EXERCISE TASK: Output the entries as a JSON list of strings, one string per line and no blank lines, starting at the line that contains "77, row 66." and ending at the line that contains "column 204, row 438", both included. Omit the pictures.

DATASET RECORDS:
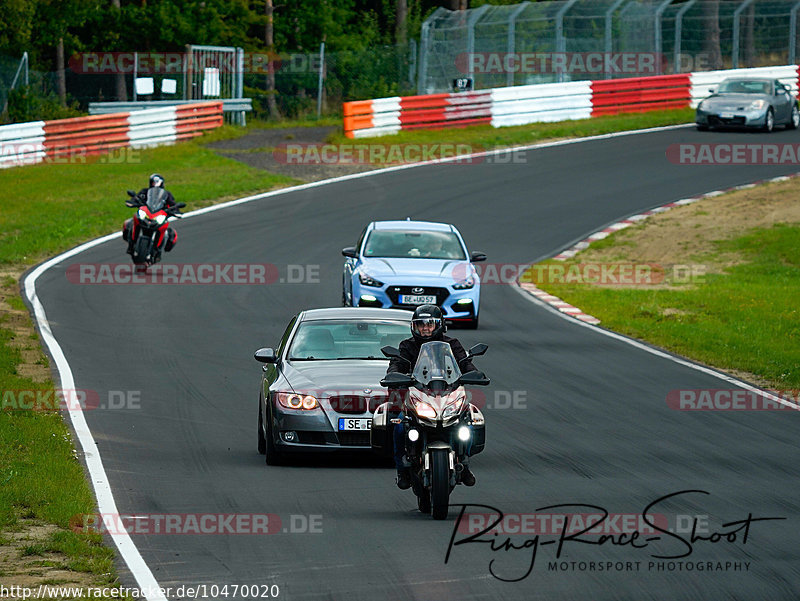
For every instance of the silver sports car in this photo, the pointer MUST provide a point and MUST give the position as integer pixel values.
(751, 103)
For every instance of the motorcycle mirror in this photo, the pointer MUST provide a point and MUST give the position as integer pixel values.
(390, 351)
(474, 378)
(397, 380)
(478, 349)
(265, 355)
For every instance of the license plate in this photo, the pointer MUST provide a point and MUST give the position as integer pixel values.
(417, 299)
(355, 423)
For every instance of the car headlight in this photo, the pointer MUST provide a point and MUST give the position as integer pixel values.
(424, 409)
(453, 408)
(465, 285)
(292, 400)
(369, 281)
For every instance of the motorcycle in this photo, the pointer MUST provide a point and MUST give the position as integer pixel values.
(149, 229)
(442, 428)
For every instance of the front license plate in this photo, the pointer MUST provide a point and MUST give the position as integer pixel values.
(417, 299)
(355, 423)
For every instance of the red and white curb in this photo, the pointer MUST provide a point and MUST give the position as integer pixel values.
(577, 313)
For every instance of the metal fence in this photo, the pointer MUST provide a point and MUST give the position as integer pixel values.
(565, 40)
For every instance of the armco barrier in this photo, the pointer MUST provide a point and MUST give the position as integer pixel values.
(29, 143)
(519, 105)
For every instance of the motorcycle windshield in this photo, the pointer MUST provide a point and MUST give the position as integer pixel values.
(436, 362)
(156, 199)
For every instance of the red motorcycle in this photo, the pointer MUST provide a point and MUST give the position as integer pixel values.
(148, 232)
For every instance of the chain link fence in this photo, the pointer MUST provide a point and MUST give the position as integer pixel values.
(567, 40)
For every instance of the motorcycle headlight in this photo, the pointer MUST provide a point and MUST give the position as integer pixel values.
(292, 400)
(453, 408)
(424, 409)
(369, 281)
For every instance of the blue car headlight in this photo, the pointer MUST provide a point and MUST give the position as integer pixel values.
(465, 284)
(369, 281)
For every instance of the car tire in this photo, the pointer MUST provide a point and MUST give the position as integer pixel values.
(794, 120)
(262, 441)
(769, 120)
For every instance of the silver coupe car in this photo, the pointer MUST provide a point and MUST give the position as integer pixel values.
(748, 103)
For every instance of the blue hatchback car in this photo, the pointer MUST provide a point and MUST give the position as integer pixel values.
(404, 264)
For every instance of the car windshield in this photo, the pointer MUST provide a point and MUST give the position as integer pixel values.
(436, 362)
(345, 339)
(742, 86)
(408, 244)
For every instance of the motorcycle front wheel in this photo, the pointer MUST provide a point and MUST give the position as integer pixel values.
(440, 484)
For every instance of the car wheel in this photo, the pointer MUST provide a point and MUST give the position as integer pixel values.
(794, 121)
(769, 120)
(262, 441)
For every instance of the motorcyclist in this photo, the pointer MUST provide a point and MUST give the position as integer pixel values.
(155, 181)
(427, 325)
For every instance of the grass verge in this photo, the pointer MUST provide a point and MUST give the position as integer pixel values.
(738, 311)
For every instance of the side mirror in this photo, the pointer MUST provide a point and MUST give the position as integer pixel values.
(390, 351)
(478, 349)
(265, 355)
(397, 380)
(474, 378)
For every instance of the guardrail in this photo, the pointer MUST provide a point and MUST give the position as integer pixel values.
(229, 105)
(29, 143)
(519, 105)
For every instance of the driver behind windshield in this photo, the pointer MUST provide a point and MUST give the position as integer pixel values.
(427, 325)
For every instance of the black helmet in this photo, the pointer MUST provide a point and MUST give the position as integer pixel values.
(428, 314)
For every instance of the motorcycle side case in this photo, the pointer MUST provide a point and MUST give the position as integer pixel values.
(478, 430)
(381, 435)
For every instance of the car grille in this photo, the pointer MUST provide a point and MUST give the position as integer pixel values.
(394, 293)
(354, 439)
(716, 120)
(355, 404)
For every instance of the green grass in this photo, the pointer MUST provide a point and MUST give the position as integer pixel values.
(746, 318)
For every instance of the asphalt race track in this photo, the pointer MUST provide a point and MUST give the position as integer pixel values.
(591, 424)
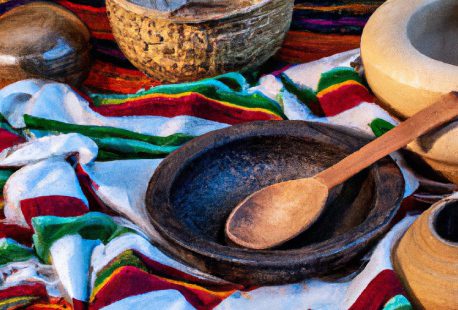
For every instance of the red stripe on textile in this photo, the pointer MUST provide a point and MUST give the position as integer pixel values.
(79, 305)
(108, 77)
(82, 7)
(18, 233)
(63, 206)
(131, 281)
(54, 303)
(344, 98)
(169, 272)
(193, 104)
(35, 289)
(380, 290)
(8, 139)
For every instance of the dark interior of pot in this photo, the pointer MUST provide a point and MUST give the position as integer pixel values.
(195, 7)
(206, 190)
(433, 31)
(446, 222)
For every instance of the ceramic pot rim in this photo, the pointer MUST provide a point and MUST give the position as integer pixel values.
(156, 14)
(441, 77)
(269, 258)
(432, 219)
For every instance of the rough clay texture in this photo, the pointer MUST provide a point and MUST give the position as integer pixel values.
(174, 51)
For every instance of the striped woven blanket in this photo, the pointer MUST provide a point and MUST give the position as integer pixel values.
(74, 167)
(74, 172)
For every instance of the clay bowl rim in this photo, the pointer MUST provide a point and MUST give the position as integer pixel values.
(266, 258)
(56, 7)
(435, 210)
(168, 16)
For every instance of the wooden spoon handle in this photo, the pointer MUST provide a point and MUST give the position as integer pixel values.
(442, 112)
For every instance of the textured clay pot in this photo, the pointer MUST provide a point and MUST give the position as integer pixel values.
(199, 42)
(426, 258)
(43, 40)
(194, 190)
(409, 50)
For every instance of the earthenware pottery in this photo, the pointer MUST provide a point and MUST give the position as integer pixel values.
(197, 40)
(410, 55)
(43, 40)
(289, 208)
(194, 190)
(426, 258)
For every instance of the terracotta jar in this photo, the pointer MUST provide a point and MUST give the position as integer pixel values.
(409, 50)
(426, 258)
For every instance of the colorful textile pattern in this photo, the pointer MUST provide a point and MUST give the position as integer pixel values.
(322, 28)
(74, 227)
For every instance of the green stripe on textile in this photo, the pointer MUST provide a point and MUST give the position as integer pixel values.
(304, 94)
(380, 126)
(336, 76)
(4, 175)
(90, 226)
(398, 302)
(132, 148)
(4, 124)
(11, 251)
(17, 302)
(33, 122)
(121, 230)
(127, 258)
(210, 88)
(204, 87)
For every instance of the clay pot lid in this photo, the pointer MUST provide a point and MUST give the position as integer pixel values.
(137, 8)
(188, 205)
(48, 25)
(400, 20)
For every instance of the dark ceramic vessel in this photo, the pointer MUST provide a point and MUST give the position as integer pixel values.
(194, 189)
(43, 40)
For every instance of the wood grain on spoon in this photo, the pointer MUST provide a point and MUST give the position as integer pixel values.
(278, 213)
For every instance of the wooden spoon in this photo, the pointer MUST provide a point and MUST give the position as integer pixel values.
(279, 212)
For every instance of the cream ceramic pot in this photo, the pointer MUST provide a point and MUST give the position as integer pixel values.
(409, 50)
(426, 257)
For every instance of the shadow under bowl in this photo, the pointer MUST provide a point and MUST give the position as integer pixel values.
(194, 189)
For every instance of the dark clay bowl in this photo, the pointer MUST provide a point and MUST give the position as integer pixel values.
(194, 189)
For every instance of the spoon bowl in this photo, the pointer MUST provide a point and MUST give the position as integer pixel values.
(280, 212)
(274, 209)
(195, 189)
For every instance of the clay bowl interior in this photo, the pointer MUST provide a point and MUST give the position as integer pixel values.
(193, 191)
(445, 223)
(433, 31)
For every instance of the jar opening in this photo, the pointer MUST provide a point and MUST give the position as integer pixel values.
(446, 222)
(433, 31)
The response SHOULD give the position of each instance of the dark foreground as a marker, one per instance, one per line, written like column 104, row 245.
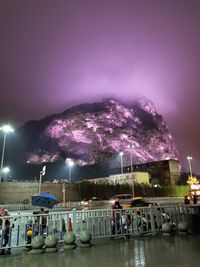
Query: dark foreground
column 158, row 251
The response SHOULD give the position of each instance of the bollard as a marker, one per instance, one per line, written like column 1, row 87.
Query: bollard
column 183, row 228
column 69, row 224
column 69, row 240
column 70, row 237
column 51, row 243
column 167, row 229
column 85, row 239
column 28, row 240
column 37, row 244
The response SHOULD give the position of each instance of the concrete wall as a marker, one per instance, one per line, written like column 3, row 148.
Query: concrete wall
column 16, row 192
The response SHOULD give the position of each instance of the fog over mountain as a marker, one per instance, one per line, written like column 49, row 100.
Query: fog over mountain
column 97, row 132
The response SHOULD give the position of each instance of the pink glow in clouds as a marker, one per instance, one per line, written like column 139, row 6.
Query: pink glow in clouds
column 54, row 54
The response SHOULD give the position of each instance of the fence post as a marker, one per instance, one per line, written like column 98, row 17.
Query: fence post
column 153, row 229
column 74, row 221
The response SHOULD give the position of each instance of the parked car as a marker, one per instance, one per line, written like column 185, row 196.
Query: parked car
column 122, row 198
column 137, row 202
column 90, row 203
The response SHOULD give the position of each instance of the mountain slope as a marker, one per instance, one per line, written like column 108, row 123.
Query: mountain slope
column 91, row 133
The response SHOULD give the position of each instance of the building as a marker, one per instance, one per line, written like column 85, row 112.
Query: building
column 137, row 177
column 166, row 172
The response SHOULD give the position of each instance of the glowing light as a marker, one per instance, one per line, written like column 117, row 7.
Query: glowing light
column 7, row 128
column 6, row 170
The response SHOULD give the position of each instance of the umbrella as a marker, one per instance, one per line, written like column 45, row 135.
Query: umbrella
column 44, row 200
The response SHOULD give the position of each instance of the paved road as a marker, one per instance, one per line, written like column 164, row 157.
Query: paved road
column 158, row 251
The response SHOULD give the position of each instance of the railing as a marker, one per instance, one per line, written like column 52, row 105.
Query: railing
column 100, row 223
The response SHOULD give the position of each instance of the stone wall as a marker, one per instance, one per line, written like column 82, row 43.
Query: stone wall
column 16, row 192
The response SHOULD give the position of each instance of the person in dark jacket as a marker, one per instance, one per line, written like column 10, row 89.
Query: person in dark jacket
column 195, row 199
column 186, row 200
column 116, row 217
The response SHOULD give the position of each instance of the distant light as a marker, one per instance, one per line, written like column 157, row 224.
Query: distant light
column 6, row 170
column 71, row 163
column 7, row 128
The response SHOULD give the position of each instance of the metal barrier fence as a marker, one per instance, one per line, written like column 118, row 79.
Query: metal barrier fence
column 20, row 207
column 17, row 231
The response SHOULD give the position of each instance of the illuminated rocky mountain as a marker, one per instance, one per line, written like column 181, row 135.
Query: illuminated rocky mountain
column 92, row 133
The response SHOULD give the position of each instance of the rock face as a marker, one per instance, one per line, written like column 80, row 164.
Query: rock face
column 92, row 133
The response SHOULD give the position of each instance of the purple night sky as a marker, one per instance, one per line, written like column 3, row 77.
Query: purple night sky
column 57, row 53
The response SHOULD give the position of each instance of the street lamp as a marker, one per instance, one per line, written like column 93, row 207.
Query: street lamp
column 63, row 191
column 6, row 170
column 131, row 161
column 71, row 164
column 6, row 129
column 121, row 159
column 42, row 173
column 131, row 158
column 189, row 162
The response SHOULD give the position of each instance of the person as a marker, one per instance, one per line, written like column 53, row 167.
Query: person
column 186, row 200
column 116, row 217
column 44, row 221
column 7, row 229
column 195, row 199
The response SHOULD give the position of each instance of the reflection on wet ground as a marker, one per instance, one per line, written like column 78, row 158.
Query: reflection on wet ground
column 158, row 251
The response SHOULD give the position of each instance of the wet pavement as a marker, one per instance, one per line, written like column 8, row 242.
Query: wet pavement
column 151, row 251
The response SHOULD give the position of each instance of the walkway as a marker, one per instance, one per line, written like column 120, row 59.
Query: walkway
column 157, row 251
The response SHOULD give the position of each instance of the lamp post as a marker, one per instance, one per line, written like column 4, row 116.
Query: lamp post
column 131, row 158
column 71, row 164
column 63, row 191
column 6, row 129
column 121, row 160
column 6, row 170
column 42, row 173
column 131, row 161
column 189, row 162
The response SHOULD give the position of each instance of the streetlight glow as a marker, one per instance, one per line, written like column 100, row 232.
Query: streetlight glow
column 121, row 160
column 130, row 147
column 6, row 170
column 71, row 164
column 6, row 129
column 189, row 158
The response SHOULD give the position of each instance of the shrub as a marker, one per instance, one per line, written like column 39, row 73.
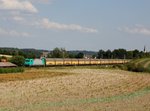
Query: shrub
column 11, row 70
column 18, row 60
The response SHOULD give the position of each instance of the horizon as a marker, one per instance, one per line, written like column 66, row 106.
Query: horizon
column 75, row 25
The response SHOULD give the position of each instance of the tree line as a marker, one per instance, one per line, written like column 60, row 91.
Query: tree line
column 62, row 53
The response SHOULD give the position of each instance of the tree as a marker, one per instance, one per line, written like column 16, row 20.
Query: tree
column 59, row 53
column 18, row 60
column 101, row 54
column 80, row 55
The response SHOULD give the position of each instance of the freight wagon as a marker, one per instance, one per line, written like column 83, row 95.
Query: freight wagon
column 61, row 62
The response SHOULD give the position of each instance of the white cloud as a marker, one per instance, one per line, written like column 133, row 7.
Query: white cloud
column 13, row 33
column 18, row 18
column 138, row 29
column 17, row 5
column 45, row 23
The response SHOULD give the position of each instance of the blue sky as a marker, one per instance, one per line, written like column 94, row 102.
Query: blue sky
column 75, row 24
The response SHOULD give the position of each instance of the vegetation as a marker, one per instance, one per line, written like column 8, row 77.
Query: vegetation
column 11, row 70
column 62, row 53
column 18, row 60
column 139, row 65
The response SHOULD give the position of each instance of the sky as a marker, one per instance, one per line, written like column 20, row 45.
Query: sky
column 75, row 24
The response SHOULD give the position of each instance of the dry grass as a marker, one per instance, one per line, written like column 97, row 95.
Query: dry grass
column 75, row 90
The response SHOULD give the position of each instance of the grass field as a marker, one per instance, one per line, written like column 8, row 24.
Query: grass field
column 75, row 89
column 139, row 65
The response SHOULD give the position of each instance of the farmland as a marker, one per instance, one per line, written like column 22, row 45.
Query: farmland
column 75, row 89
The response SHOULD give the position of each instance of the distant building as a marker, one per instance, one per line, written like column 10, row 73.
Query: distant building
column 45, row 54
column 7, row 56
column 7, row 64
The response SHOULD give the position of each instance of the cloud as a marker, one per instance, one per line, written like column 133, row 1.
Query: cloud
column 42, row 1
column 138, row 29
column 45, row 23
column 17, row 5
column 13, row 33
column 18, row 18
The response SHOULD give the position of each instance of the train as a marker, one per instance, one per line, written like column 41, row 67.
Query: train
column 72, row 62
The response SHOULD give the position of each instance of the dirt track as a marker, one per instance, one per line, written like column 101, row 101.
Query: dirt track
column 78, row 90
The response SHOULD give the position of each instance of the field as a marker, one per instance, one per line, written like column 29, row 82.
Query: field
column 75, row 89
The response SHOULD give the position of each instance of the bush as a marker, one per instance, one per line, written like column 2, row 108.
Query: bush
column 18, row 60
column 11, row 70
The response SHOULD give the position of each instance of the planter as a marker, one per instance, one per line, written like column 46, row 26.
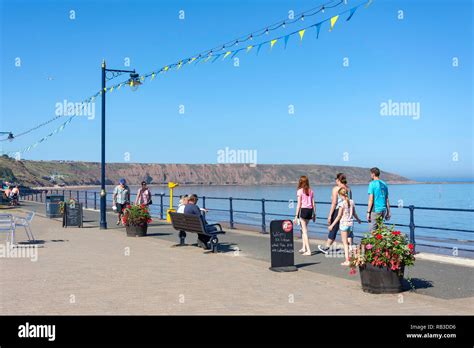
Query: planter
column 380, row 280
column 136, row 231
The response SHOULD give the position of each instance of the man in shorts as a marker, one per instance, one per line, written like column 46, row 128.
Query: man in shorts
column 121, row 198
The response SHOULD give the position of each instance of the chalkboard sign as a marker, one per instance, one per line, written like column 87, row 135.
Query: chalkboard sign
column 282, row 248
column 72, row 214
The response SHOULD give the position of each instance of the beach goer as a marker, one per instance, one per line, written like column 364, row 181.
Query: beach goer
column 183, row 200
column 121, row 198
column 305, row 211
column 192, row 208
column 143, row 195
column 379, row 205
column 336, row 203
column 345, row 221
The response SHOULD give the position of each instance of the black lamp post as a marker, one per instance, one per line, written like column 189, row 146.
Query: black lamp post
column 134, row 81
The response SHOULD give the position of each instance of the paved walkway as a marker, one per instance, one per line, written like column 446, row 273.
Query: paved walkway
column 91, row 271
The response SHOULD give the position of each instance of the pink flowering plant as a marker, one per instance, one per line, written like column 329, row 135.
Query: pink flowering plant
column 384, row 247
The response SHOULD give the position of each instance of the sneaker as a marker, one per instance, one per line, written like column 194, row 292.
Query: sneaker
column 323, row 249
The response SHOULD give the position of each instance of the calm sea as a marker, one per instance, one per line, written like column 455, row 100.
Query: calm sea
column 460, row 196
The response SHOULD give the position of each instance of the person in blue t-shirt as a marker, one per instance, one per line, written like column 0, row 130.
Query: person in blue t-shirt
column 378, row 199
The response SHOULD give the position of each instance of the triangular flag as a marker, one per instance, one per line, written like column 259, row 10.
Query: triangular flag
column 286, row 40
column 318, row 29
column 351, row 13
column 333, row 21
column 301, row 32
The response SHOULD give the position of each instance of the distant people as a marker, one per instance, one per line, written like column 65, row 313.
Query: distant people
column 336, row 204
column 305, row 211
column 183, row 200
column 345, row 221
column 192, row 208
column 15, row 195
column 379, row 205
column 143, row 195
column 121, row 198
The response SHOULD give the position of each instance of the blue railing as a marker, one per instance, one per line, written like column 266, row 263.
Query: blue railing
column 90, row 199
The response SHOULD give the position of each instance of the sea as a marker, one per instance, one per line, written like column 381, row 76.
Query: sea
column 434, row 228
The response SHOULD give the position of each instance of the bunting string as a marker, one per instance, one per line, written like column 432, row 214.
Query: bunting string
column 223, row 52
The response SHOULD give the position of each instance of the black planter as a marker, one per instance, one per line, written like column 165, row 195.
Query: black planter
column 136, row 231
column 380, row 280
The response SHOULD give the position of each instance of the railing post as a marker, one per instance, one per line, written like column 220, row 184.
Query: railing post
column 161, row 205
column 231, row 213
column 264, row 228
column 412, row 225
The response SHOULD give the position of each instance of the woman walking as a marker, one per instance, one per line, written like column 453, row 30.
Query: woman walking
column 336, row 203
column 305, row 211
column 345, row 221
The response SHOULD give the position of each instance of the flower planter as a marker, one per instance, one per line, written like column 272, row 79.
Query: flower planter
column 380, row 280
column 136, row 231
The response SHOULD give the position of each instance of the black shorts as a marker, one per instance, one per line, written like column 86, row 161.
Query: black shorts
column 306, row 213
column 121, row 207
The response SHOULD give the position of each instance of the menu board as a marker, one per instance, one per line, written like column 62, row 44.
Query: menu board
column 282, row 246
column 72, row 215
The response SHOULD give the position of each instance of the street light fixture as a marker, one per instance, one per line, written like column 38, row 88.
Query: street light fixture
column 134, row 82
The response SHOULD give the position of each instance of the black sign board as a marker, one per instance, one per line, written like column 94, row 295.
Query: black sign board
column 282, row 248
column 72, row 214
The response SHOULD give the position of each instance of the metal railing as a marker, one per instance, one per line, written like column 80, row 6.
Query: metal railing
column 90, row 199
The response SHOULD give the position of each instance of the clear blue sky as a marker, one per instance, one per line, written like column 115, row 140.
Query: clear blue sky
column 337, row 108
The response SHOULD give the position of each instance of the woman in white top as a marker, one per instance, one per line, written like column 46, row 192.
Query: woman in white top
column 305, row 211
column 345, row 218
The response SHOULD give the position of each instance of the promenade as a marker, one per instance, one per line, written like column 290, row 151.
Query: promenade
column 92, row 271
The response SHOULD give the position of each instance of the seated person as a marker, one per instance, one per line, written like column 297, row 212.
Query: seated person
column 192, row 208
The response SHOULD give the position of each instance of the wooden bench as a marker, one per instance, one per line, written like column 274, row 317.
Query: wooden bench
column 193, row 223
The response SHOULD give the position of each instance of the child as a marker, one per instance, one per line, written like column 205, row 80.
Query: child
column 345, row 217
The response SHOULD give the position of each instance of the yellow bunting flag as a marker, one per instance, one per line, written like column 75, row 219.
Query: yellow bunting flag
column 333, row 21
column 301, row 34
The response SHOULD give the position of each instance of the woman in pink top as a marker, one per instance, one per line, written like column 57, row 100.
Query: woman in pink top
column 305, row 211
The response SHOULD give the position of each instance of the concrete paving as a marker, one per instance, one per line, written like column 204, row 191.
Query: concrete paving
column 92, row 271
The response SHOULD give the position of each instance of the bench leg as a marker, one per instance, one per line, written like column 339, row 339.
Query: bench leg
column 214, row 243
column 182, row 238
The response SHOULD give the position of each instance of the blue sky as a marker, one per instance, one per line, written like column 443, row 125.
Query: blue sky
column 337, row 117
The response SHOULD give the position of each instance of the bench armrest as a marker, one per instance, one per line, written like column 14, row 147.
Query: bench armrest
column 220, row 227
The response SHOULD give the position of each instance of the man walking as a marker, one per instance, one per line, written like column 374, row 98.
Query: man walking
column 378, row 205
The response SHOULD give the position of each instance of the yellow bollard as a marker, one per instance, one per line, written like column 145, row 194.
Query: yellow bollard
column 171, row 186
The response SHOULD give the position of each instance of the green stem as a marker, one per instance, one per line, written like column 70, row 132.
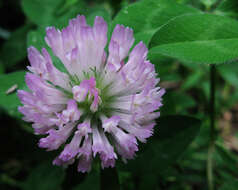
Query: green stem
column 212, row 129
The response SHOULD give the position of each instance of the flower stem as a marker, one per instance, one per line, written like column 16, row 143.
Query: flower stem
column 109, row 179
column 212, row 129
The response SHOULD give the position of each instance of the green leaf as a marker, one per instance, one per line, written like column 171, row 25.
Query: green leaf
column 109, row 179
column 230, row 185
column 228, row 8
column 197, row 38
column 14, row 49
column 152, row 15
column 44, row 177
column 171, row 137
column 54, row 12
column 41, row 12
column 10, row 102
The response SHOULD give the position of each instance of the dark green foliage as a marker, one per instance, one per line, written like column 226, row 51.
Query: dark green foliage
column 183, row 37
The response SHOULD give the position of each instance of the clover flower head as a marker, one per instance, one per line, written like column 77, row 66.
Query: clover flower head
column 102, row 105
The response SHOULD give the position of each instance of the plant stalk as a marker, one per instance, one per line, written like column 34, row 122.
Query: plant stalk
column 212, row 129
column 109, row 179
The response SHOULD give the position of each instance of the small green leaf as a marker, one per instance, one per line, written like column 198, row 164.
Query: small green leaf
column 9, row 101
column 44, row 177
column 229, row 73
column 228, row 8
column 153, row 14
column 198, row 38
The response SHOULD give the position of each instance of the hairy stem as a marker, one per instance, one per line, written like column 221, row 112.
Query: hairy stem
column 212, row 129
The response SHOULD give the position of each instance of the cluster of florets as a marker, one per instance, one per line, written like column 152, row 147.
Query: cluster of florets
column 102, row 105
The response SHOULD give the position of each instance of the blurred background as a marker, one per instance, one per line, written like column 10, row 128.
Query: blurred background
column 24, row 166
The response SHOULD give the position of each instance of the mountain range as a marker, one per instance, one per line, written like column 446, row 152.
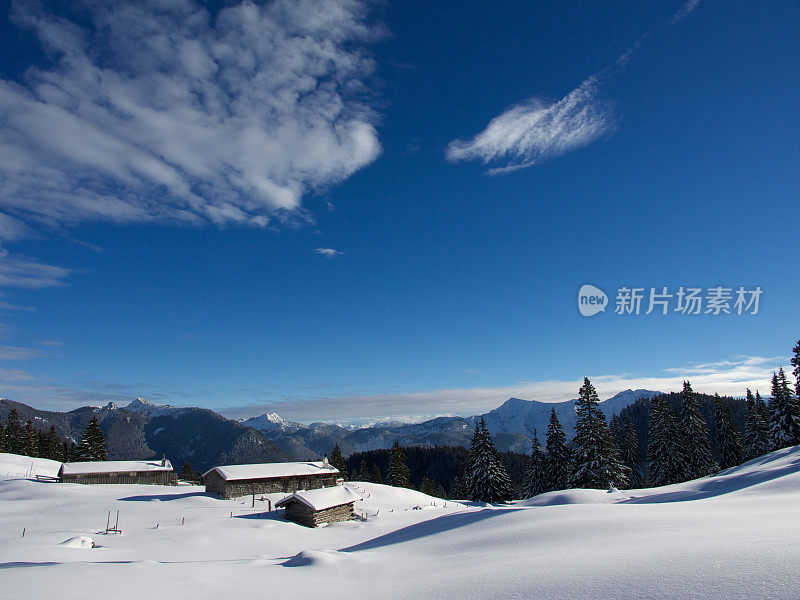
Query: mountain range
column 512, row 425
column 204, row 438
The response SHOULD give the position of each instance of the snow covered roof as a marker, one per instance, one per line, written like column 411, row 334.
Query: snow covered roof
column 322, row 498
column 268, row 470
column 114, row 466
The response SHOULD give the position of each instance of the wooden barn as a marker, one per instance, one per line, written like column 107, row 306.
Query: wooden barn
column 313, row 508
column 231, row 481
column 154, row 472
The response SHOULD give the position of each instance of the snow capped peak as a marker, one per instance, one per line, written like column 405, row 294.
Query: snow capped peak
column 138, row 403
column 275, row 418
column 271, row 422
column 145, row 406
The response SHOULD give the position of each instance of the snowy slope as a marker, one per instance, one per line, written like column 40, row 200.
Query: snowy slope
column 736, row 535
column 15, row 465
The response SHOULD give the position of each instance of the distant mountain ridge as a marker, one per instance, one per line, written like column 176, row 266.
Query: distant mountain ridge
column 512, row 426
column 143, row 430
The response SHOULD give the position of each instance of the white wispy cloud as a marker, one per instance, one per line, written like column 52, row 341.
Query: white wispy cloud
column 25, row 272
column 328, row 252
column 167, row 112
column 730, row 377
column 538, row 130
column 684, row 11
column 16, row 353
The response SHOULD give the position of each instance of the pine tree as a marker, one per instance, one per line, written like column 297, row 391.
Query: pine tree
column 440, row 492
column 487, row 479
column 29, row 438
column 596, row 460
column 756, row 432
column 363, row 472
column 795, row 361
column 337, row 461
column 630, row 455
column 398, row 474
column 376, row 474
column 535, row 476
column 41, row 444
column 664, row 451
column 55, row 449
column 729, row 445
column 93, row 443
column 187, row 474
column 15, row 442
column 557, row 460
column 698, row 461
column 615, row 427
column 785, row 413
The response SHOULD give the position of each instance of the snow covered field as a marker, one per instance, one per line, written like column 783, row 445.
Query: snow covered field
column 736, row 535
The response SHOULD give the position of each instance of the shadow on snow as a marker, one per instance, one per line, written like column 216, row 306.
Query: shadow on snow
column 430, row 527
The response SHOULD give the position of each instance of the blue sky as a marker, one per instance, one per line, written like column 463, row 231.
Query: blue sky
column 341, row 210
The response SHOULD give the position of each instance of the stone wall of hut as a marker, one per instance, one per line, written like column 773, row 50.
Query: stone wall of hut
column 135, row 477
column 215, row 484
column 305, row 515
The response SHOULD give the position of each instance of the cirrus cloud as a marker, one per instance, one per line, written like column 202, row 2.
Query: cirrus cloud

EXPECTED OUTPUT:
[
  "The response SHOULD give the position of each instance of the clover flower head as a marker, one per instance, one per line, written like column 77, row 66.",
  "Query: clover flower head",
  "column 102, row 105",
  "The response SHOULD give the position of each instance of the plant stalk as a marker, one per instance, one per line, written like column 34, row 122.",
  "Query: plant stalk",
  "column 212, row 129",
  "column 109, row 179",
  "The response SHOULD give the position of each instance of the small green leaf as a marker, one per instance, one per line, written like column 198, row 164.",
  "Query: small green leaf",
  "column 9, row 101",
  "column 44, row 177",
  "column 229, row 73",
  "column 228, row 8",
  "column 153, row 14",
  "column 198, row 38",
  "The response SHOULD give the position of each instance of the hairy stem as a marker, one per instance, one per line, written like column 221, row 112.",
  "Query: hairy stem",
  "column 212, row 129",
  "The response SHOULD give the position of each instance of the cluster of florets as a marker, one per instance, one per line, written like column 152, row 147.",
  "Query: cluster of florets",
  "column 102, row 105",
  "The response SHOULD give the position of each instance of the blurred background as a marker, one per instance, one per line, written like column 10, row 128.",
  "Query: blurred background",
  "column 24, row 166",
  "The response SHOULD give the position of each instance of the mountain range as a marker, one per instance, one per line, written like column 446, row 152.",
  "Query: mountain range",
  "column 512, row 425",
  "column 204, row 438"
]